Study questions:
[1] Please transcribe the passage of the forum thread on choosing a state to move to, between "Oh yes boer" and "bother us at all.", inclusive.
[2] In the forum thread on choosing a state to move to, in which two states does Dani-1995 have family?

Page text:

Remember who is in a drought too and if you want to pay for feed. It sounds like you'll need to live by a somewhat large city so your dad has work. Also - since you and siblings are headed to college think of where you'd like to go for in-State tuition. And even if you won't be going to public schools a good school district is attractive when selling a home.

Oh - just the beginning .... lol


----------



## Dani-1995 (Mar 11, 2011)

Oh yes boer goat shows are very important! Wethers and does. 

I think most all the states wed move too have good state universities. Personally, I would choose Kansas because I've always wanted to go to Kstate.. toured it not long ago and I was sold! We have family in arkansas and oklahoma so my dad would like to be a days driving distance from them. A harsh winter isn't good for us though... I dont mind hot summers at all. We get very high humidity plus extreme heat in the summer so that doesn't bother us at all.

Data block:
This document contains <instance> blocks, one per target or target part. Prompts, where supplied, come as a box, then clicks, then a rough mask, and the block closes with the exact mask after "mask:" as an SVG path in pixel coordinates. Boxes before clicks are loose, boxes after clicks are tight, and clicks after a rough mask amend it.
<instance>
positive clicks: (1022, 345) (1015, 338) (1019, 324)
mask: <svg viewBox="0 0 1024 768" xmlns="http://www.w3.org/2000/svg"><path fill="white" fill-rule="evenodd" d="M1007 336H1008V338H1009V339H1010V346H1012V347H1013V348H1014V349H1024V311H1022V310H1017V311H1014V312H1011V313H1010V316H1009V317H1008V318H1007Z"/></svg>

Solved problems:
[1]
Oh yes boer goat shows are very important! Wethers and does. 

I think most all the states wed move too have good state universities. Personally, I would choose Kansas because I've always wanted to go to Kstate.. toured it not long ago and I was sold! We have family in arkansas and oklahoma so my dad would like to be a days driving distance from them. A harsh winter isn't good for us though... I dont mind hot summers at all. We get very high humidity plus extreme heat in the summer so that doesn't bother us at all.

[2] Arkansas and Oklahoma.